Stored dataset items
↓
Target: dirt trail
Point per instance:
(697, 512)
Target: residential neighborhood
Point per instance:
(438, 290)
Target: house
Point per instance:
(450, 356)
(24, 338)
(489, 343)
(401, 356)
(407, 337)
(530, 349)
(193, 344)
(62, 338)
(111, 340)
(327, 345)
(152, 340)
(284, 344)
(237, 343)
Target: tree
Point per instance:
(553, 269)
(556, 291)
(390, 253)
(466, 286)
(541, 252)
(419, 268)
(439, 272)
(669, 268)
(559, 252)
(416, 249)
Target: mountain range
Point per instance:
↑
↓
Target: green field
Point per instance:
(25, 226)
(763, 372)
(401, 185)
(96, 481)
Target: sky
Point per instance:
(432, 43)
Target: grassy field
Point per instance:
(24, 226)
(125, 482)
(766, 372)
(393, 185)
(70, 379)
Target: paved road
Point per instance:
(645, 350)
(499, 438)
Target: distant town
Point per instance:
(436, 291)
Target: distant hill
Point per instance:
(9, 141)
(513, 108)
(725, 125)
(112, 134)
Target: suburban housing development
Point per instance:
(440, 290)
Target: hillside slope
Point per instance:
↑
— GOAL OF THE EXERCISE —
Output the number of lines in the records above that contain the string "field", and no other text.

— EXPECTED OUTPUT —
2